KITCHEN TABLE PROJECT

Connected by food, stories & creativity

Kitchen Table Project

 

We cook, eat, gather, wait, mourn & laugh at the table. This past year has pushed Invertigo Dance Theatre into innovative technology & virtual storytelling. With interactive exploration, we have ventured our kitchen table dance films & poetry to audiences through a window on the screen. This is new territory, but the table is familiar. The table centers truth & imagination. The table is solid and malleable. We’re excited to continue this exploration with you, as we emerge back into the world together. Join us as we build community programming with Dancing Through Parkinsons & Invert/ED intergenerational classes, as well as a call to the general public to participate with us online. Hello there, are you ready to witness? Want to participate? We invite you to the table. Follow our musings below!

Celebrate Invertigo: Honoring Our Memories
Showcasing The Kitchen Table Project

We celebrated the end of 2022 with an open heart by offering the community a free dance film screenings featuring many of our memorable dance pieces. We celebrated where we were, where we are, and where we’re going — including a the Kitchen Table Project’s How We Emerge.

The kitchen table is an intergenerational space. Around the table:
elders tell their stories
babies learn to hold a spoon (my baby is a disaster at this)
children fidget but they absorb their family’s culture
just as they absorb their taste for spice or ghee or rosemary or the tang of plain yoghurt

(and some learn simply that ‘enough’ is a dream)
 
and people argue and poke fun and tell jokes and share memories or mundane day-details,
and empty chairs remind us of who can no longer fill them.
(there are too many empty chairs now, there are so many empty chairs)

ACTIVITY >> Reproduce the Kitchen Table Project page above in full, word for word, keeping every line and symbol unchanged.

DATASET SECTION >>
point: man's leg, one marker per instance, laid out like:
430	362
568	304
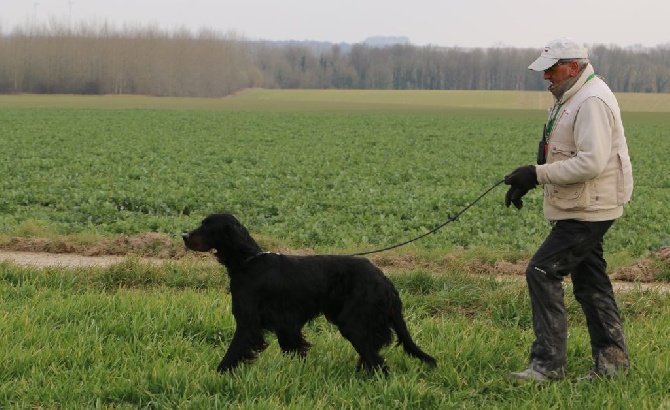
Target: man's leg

EXPECTED OUTPUT >>
KITCHEN TABLE PROJECT

Connected by food, stories & creativity

Kitchen Table Project

 

We cook, eat, gather, wait, mourn & laugh at the table. This past year has pushed Invertigo Dance Theatre into innovative technology & virtual storytelling. With interactive exploration, we have ventured our kitchen table dance films & poetry to audiences through a window on the screen. This is new territory, but the table is familiar. The table centers truth & imagination. The table is solid and malleable. We’re excited to continue this exploration with you, as we emerge back into the world together. Join us as we build community programming with Dancing Through Parkinsons & Invert/ED intergenerational classes, as well as a call to the general public to participate with us online. Hello there, are you ready to witness? Want to participate? We invite you to the table. Follow our musings below!

Celebrate Invertigo: Honoring Our Memories
Showcasing The Kitchen Table Project

We celebrated the end of 2022 with an open heart by offering the community a free dance film screenings featuring many of our memorable dance pieces. We celebrated where we were, where we are, and where we’re going — including a the Kitchen Table Project’s How We Emerge.

The kitchen table is an intergenerational space. Around the table:
elders tell their stories
babies learn to hold a spoon (my baby is a disaster at this)
children fidget but they absorb their family’s culture
just as they absorb their taste for spice or ghee or rosemary or the tang of plain yoghurt

(and some learn simply that ‘enough’ is a dream)
 
and people argue and poke fun and tell jokes and share memories or mundane day-details,
and empty chairs remind us of who can no longer fill them.
(there are too many empty chairs now, there are so many empty chairs)